begin Text

A object of class "data.frame" with three columns (object_i, object_j, d_ij) representing the distance d_ij between object_i and object_j.

suggested.k

It is an optional argument. A numeric value representing the suggested number of k-nearest neighbors to consider to generate the kNN graph.

Details

During its generation, the k value is automatically determined by the definition:

k = min{\lfloor \ln(|nodes.list|) \rfloor; min k | kNN is connected; suggested.k }

If suggested.k parameter is not provided, it is not considered by the definition.

Value

A list with the elements

edges.knn.graph

A object of class "data.frame" with three columns (object_i, object_j, d_ij) representing the d_ij between object_i and object_j that are part of the kNN graph.

knn.graph

A object of class "igraph" which is the k-Nearest Neighbors (kNN) graph generated.

k

The k value determined by the definition.

Author(s)

Mario Inostroza-Ponta, Jorge Parraga-Alava, Pablo Moscato

Examples


set.seed(1987)

##Generates a data matrix of dimension 50X13
n=50; m=13
x <- matrix(runif(n*m, min = -5, max = 10), nrow=n, ncol=m)

##Computes a distance matrix of x.

library("stats")
d <- base::as.matrix(stats::dist(x, method="euclidean"))

##Generates complete graph (CG) without suggested.k parameter

cg <- generate.complete.graph(1:nrow(x),d)

##Generates kNN graph
knn <- generate.knn(cg)

##Visualizing kNN graph
plot(knn$knn.graph,
main=paste("kNN \n k=", knn$k, sep=""))



##Generates complete graph (CG) with suggested.k parameter

cg <- generate.complete.graph(1:nrow(x),d)

##Generates kNN graph
knn <- generate.knn(cg, suggested.k=4)

##Visualizing kNN graph
plot(knn$knn.graph,
main=paste("kNN \n k=", knn$k, sep=""))

Generates a MST graph

Description

This function generates the Minimal Spanning Tree (MST) graph which is a connected and acyclic subgraph contains all the nodes of the complete graph (CG) and whose edges sum (distances) has minimum costs. Each node represents an object of the complete graph.

Usage

generate.mst(edges.complete.graph)

Arguments

edges.complete.graph

A object of class "data.frame" with three columns (object_i, object_j, d_ij) representing the distance d_ij between object i and object j of the complete graph.

Details

Generation of MST graph is performed using the Prim's algorithm.

Value

A list with the elements

edges.mst.graph

A object of class "data.frame" with three columns (object_i, object_j, d_ij) representing the distance d_ij between object i and object j that are part of the MST graph.

end Text

§ **Problems to solve**:
[A] Transcribe the stretch of the graph documentation from "Mario Inostroza-Ponta, Jorge" through "10), nrow=n, ncol=m)".
[B] According to the graph documentation, which algorithm is used to generate the MST graph?
[C] Resume the graph documentation after its final sentence.

begin Recorded information

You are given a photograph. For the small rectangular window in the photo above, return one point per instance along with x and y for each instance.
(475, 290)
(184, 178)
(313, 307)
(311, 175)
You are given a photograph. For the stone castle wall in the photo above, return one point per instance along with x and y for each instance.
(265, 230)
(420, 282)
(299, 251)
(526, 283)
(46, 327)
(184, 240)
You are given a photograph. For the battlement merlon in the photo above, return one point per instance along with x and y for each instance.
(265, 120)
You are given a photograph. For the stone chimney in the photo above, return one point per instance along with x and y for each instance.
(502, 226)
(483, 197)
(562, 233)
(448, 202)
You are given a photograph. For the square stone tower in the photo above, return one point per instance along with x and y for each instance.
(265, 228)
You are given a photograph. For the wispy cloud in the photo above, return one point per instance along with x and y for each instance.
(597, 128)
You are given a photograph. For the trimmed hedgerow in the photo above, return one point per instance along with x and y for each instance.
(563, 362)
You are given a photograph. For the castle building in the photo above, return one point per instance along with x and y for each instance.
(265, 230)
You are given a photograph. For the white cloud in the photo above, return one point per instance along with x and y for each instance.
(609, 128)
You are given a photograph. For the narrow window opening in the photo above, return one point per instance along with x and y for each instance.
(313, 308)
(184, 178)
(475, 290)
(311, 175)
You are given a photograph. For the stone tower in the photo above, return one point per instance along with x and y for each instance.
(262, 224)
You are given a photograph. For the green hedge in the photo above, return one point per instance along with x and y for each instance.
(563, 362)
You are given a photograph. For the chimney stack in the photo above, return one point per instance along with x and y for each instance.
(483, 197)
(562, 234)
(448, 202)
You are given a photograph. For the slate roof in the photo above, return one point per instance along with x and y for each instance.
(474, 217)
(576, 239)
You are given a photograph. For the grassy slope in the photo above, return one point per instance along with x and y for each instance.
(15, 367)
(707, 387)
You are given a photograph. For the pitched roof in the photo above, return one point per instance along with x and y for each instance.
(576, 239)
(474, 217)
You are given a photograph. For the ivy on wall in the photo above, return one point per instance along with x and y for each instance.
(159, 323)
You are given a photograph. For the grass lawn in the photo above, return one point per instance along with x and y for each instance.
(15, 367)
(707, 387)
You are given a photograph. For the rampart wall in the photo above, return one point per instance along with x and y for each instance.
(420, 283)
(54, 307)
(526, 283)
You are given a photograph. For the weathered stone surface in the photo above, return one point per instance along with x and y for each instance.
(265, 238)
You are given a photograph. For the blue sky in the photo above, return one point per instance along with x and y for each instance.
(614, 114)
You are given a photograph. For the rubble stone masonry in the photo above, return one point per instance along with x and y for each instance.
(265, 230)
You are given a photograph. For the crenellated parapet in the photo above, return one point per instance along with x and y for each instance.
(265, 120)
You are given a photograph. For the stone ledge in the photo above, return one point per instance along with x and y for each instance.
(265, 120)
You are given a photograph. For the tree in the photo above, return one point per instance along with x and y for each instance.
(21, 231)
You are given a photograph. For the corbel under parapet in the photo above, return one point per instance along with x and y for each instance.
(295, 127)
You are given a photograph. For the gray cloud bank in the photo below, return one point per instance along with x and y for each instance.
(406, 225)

end Recorded information

§ **Task-by-task results**:
[A]
Mario Inostroza-Ponta, Jorge Parraga-Alava, Pablo Moscato

Examples


set.seed(1987)

##Generates a data matrix of dimension 50X13
n=50; m=13
x <- matrix(runif(n*m, min = -5, max = 10), nrow=n, ncol=m)

[B] Prim's algorithm.

[C]
mst.graph

A object of class "igraph" which is the Minimal Spanning Tree (MST) graph generated.

Author(s)

Mario Inostroza-Ponta, Jorge Parraga-Alava, Pablo Moscato

References

Prim, R.C. (1957). Shortest connection networks and some generalizations. Bell System Technical Journal, 37 1389-1401.

Ignatenkov, E. (2015). Minimum Spanning Tree (MST) for some graph using Prim's MST algorithm. Stanford University course on Coursera.

Examples


set.seed(1987)

##Generates a data matrix of dimension 50X13
n=50; m=13
x <- matrix(runif(n*m, min = -5, max = 10), nrow=n, ncol=m)

##Computes a distance matrix of x.

library("stats")
d <- base::as.matrix(stats::dist(x, method="euclidean"))

##Generates complete graph (CG)

cg <- generate.complete.graph(1:nrow(x),d)

##Generates MST graph

mstree <- generate.mst(cg)

##Visualizing MST graph
plot(mstree$mst.graph, main="MST")



Generates clustering results

Description

This function performs the union the all component connected (cc) yield in each recursion of the MST-kNN algorithm.

Usage

generate.results(g_clusters, distance.matrix)

Arguments

g_clusters

A object of class igraph containing all component connected (cc=1).

distance.matrix

A numeric matrix or data.frame with equals names and numbers of rows and columns representing objects to group.

Value

A list with the elements

cnumber

A numeric value representing the number of clusters of the solution.

cluster

A named vector of integers of size n with values in range 1:cnumber, representing the cluster to which each object is assigned.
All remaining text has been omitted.